=== Texto de lectura ===

Mauricio Vallejo Márquez
La primera vez que lo vi me recordó a esas viejas fotos que había ojeado en los álbumes de mi abuela. Llevaba una gorra vasca celeste a cuadros, una camisa manga larga blanquísima con botones prensados y unos pantalones celestes que no eran para usar con cinturón y llevaba tirantes beige. Llegó saludando con efusividad, con tanto cariño que su naturalidad me pareció extraña, porque era un completo desconocido.
¿Está tu mamá?, preguntó. Sí, contesté sin dejar de extrañarme su presencia.
Él es el coronel de la Gazca, me dijo mi madre. El apellido me llamó la atención.
Mi mamá trabajaba en el Hospital Militar al igual que él y ahí nos encontramos después con relativa frecuencia. Siempre lo tomé como un tipo simpático.
Cuando cumplí catorce años, mi abuela se reunía junto a Mustafá Al Salvadori, Leopoldo Carrillo y Herbert Vaquerano en una tertulia que organizaba don Luis, a la que llamaron Bohemia. No tenían lugar fijo hasta que el coronel Fernando Moreira les brindó un espacio en un salón del Hospital Militar. Mientras se acomodaban ahí para sus reuniones quincenales de los sábados. Me invitaron. Llegué con emoción para compartir mis neófitos versos. Mi abuela, que era maestra de castellano, me proporcionaba materiales para su estudio. Gracias a ella conocí la preceptiva literaria y las elegancias del lenguaje, tropología y tesoros. Pero fue gracias a don Luis y a su iniciativa que sentí el deseo ferviente de mostrar mi material y compartirlo.
Don Luis tenía devoción por los versos romances, las gitanerías, además de todo lo andaluz. Declamaba hermoso, aún tengo firme el recuerdo de aquellos espectaculares poemas que compartía: “Tengo el caballo en la puerta, te quieres tu venir conmigo”. Sus ojos brillaban. Vivía esos versos.
Tenía sangre andaluz y más el tiempo que vivió en España, eran suficientes para promulgar ese afecto. Y también era torero. Sí, torero. Le llamaban el niño de la verónica. Le encantaba contar sus hazañas, describía su atuendo, por qué lo usó y decía con orgullo que se sentía volar cuando entraba al ruedo. Que no tenía temor a los toros, porque en sus años de cadete practicó esgrima. Así que decía que el estilete le caía de perlas.

===

Ejercicios:
[A] Transcribe del relato sobre don Luis todo lo que va desde “Mauricio Vallejo Márquez” hasta “extrañarme su presencia.”.
[B] Prosigue el relato sobre don Luis a partir de la última oración que aparece.

=== Registros seleccionados ===

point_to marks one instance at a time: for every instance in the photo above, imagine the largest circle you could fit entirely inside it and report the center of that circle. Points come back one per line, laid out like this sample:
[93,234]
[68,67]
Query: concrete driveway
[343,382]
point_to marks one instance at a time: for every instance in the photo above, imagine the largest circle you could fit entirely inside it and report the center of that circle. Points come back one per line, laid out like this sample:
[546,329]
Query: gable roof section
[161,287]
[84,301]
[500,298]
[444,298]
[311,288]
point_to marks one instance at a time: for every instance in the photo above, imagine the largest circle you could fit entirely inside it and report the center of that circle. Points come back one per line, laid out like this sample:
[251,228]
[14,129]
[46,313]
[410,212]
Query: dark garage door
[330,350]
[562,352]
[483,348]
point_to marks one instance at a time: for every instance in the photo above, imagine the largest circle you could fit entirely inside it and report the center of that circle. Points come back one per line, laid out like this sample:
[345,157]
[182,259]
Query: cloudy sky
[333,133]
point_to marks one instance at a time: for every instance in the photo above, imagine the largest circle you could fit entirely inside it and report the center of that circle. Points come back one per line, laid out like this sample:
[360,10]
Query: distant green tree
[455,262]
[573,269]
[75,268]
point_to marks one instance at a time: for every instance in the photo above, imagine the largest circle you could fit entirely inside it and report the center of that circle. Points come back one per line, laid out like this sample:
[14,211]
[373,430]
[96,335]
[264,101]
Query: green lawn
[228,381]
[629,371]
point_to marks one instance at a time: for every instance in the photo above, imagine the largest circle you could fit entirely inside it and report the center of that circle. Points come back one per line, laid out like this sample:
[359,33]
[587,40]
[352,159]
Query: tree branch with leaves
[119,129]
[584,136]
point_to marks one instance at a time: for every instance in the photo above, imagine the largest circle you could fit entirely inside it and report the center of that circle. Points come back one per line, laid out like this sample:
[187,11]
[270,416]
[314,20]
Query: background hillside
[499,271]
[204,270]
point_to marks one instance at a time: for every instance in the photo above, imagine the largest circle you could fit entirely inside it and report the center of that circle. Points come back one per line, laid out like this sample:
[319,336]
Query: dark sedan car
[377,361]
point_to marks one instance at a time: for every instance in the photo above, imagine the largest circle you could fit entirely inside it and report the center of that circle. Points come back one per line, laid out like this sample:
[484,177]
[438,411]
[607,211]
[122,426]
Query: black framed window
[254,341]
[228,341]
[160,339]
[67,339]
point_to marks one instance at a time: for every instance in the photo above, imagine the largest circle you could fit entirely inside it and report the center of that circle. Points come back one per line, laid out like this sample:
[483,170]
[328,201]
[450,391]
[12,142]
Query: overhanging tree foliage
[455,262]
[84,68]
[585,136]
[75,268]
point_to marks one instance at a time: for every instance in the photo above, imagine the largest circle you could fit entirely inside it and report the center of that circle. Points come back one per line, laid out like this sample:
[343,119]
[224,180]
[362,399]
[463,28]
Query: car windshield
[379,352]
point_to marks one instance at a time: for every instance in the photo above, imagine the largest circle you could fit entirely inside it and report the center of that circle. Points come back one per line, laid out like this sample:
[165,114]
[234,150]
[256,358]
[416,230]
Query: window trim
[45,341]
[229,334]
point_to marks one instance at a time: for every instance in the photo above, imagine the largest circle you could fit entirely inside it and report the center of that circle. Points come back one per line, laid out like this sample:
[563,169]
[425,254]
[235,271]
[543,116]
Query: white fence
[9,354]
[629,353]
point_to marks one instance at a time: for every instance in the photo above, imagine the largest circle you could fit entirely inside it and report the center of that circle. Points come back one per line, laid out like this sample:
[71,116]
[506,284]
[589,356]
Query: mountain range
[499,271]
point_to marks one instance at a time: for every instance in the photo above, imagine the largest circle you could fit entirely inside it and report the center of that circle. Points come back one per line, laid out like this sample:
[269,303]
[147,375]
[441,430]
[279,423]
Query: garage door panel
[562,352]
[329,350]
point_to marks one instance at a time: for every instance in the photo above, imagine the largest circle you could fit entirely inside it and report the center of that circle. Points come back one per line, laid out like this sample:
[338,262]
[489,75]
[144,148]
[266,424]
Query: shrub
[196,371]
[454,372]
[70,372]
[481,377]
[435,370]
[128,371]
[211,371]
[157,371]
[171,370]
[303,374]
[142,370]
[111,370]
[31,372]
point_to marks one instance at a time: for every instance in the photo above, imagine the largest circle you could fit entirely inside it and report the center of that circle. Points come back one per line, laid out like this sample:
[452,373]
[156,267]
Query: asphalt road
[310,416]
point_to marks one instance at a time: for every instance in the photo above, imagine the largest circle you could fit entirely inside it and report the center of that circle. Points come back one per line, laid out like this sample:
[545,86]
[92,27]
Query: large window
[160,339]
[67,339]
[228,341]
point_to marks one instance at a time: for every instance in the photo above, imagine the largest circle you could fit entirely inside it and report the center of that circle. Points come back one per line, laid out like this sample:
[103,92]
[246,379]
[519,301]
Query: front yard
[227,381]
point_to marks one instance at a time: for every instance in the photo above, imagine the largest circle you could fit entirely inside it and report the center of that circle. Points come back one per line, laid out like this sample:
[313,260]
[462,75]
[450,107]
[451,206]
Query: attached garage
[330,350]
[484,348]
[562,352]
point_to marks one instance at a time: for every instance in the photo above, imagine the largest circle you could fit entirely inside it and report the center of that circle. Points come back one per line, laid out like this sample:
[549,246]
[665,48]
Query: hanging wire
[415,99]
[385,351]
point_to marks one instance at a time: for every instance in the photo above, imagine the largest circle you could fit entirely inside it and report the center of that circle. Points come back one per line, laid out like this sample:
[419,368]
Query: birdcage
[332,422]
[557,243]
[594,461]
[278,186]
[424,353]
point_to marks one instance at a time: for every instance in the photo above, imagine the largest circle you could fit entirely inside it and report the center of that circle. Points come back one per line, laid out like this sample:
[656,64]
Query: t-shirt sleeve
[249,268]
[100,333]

===

Resultados:
[A]
Mauricio Vallejo Márquez
La primera vez que lo vi me recordó a esas viejas fotos que había ojeado en los álbumes de mi abuela. Llevaba una gorra vasca celeste a cuadros, una camisa manga larga blanquísima con botones prensados y unos pantalones celestes que no eran para usar con cinturón y llevaba tirantes beige. Llegó saludando con efusividad, con tanto cariño que su naturalidad me pareció extraña, porque era un completo desconocido.
¿Está tu mamá?, preguntó. Sí, contesté sin dejar de extrañarme su presencia.

[B]
Era de conversación animada. Hablábamos de tantas cosas: de historia, de teología, de literatura española, claro. ¿De política? Casi no, aunque lo escuchaba con atención cuando lo hacía. Afirmaba que era franquista y decía que no era lo mismo que ser fascista. “Franco era monárquico y quería a la gente”, decía. Y yo, pues escuchaba con respeto y luego le daba mi posición. Él sabía mis ideas y que nunca sería un seguidor de Francisco Franco, aunque estaba dispuesto a escuchar su lado de la historia, esa que él conocía al dedillo. Franco no fue la brújula de nuestras conversaciones, sino la cultura andaluza, la cadencia del verso, el orgullo gitano.
No puedo negar que nos convertimos en amigos, y él siempre estaba solícito y nunca dejó de invitarme a Bohemia, aunque con el tiempo yo sí dejé de acompañarle. Con los años volvieron a ser comunes nuestras reuniones, lo invité varias veces a los talleres de literatura que desarrollamos en la Universidad Evangélica y lo presentamos en La Rayuela, cuando brindó ese hermoso recital de su poemario Andalucía Ritual.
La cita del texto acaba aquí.